Но Тимирязев продолжал пропагандировать опыты Дейтона Миллера. Он рассказал о них на V съезде русских физиков, проходившем в Москве в декабре 1926 года [13]. В отчёте о Съезде, подписанном аббревиатурой Г.Е. и опубликованном в журнале «Под знаменем марксизма» [14], об этом докладе говорится: «Доклад т. А.К. Тимирязева с его известной точкой зрения на опыты Дейтона Миллера встретил весьма сильное и, кажется, веское возражение со стороны А.Ф. Иоффе. Последний указал на большую грубость и научную несостоятельность опытов Дейтона Миллера, не соблюдавшего, по словам очевидца А.Ф. Иоффе, элементарных правил научного экспериментирования. Приведём здесь всего лишь одну мысль А.Ф. Иоффе, который говорил, что если сейчас опыты Дейтона Миллера дают результаты, согласные с теорией, то обстановка опыта настолько несовершенна, что ничего не было бы удивительного, если бы эти опыты дали результаты в несколько раз превосходящие теоретические данные. В настоящее время известный физик-экспериментатор Милликен заново производит опыты Дейтона Миллера по всем правилам научной техники. Нужно ждать результатов его опытов» [14. С. 141].
Ответ Тимирязева не заставил себя долго ждать [15]. В своей статье он, как мог, защищал результаты Дейтона Миллера и не преминул опять поставить под сомнение наблюдения по искривлению луча света и смещению спектра в поле тяготения. Здесь Тимирязев сослался на авторитет известного астронома Фесенко, который высказал сомнения по поводу достоверности этих наблюдений.
Б.М. Гессен и В.П. Егоршин (как нетрудно было догадаться, они были авторами статьи [14]), ответили Тимирязеву в том же журнале [16]. Эти философы безоговорочно поддерживали теорию относительности (см. ниже). Они прежде всего заметили, что журнал «Под знаменем марксизма» не место для ведения полемики по специальным вопросам физики, однако Тимирязев, отрицая теорию относительности, не опубликовал ни одной статьи в физических журналах. Поэтому они обсуждали только методологические установки Тимирязева, которые и привели его к отрицанию теории относительности. Гессен и Егоршин подчеркнули, что Тимирязев стоит на позициях механического материализма и поэтому всё, что не укладывается в его рамки (в том числе и теория относительности), по его мнению, является идеализмом, махизмом и т.п. По Тимирязеву, «или материализм – и тогда никакой теории относительности, или теория относительности будет доказана, и тогда махизм торжествует победу» [16. С.194]. И авторы напоминают Тимирязеву положение классиков о том, что «с каждым, составляющим эпоху, открытием, материализм должен изменять свою форму». Если в настоящее время теория Эйнштейна ещё не является строго доказанной экспериментально, то марксистская методология должна ждать окончательного разрешения физического вопроса физическими методами, обрубая всякую руку, пытающуюся использовать этот вопрос (как до, так и после экспериментального подтверждения) против махистской,фикционистской и всякой другой идеалистической философии» [16. С.194] – подводят итог Гессен и Егоршин.

▶ **Выдержки из записей**
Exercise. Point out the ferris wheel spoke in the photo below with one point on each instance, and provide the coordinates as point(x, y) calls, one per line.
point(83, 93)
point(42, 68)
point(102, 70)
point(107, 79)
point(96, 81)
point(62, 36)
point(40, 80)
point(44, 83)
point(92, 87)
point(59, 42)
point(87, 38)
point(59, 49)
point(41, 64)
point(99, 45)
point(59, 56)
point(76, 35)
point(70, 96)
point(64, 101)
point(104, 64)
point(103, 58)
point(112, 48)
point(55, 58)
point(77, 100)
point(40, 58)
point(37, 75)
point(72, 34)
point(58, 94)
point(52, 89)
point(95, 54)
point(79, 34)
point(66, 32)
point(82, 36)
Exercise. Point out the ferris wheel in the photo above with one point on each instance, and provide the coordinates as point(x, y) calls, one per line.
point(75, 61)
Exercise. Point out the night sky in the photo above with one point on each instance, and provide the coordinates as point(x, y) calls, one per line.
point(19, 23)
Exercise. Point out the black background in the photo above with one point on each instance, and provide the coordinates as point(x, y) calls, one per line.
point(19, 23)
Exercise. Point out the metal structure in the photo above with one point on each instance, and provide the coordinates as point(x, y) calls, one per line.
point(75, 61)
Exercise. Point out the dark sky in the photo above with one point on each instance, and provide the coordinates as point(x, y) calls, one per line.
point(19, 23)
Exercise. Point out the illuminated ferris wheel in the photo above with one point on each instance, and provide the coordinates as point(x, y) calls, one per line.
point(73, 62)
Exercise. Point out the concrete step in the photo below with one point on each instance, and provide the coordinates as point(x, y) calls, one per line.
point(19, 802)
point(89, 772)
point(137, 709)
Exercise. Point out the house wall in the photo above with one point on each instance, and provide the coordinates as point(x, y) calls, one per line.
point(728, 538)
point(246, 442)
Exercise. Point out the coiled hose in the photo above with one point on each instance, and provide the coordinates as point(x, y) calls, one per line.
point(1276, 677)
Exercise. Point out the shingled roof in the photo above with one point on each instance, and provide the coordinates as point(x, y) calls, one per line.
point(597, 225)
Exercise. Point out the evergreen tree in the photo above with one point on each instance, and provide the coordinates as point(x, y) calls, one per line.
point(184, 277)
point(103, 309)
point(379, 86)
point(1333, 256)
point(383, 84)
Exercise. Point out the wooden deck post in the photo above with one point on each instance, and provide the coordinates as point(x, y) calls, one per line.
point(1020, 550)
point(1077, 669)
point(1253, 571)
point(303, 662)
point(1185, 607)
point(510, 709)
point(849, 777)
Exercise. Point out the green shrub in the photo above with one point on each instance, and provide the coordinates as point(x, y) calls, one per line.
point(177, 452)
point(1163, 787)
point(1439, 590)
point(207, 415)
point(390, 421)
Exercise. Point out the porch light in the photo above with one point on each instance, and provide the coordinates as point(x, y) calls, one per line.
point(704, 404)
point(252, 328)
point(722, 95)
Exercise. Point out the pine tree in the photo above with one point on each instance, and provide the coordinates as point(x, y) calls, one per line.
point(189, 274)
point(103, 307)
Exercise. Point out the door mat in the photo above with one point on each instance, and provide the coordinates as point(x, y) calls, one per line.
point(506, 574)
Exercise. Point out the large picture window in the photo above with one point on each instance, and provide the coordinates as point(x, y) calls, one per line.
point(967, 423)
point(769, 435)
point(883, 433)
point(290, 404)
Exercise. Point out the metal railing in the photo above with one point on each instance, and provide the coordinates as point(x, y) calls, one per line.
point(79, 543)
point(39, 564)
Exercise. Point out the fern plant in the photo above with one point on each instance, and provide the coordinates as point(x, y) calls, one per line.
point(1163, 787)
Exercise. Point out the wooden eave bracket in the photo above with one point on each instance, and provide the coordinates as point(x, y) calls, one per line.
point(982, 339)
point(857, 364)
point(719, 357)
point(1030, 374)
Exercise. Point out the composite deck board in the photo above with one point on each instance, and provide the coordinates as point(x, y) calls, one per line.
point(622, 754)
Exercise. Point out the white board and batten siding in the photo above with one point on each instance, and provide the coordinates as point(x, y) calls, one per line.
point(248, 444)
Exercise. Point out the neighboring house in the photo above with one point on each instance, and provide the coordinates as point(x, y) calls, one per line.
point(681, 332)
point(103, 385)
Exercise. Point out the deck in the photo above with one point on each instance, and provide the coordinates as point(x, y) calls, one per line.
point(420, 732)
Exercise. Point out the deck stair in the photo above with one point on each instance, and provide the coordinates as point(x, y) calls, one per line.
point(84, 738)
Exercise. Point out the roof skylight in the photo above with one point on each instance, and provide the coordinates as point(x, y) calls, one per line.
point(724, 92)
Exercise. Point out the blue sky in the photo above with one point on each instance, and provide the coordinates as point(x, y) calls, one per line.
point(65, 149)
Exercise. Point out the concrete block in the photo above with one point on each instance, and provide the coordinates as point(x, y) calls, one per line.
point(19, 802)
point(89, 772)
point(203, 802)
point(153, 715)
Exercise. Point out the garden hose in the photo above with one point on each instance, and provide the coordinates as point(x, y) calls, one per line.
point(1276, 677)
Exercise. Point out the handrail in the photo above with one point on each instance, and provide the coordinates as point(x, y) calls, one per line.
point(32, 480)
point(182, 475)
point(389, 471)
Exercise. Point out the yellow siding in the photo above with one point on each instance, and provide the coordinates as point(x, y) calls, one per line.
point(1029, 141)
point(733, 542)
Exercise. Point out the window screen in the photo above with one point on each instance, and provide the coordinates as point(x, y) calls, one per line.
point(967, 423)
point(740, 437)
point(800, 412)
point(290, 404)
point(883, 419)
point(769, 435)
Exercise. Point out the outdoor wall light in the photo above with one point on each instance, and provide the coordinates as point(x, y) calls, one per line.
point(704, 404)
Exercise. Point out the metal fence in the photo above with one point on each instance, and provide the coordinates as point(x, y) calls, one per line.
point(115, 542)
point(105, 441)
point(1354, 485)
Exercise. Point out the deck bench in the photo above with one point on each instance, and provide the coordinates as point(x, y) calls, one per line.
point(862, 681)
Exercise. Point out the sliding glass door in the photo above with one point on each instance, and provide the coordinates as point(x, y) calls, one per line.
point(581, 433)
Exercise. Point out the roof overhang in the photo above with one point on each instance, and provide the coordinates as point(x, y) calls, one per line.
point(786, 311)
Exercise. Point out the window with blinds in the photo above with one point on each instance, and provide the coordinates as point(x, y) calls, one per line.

▶ **Задания**
**a.** Где и когда проходил V съезд русских физиков, согласно тексту об опытах Дейтона Миллера?
**b.** Объясните по тексту об опытах Дейтона Миллера, почему Гессен и Егоршин в своём ответе обсуждали только методологические установки Тимирязева.
**c.** Продолжите текст об опытах Дейтона Миллера с того места, на котором он заканчивается.
Записи никак не связаны с текстом об опытах Дейтона Миллера.

▶ **Ответы**
**a.** В Москве, в декабре 1926 года.

**b.** Журнал «Под знаменем марксизма», по их словам, не место для полемики по специальным вопросам физики. При этом Тимирязев, отрицая теорию относительности, не опубликовал ни одной статьи в физических журналах.

**c.**
С критикой опытов Дейтона Миллера выступали ведущие физики О.Д. Хвольсон [17], А.Ф. Иоффе [11], С.И. Вавилов [18]. Все они сходились в том, что эти опыты по своей постановке некорректны и ничего не доказывают. При этом старейший русский физик Хвольсон счёл необходимым ответить Тимирязеву на его обвинения теории относительности в антиматериализме: «Странная мысль об антиматериалистической основе теории относительности всецело принадлежит только одному проф. А.К. Тимирязеву, который уже давно и настойчиво её проповедует, не находя сторонников в немногочисленном кругу истинных знатоков этой теории» [17. С.1230].
Пропагандировал Тимирязев и другие сочинения, опровергающие теорию относительности. Так, под его редакцией вышла книга Ф. Ленарда «О принципе относительности, эфире, тяготении» (критика теории относительности)[3]. В то же время о только что вышедшей брошюре Эйнштейна «Эфир и теория относительности» Тимирязев писал: «Должен откровенно сознаться: большего «научного черносотенства» в жизни своей не читал в специальной литературе» [19].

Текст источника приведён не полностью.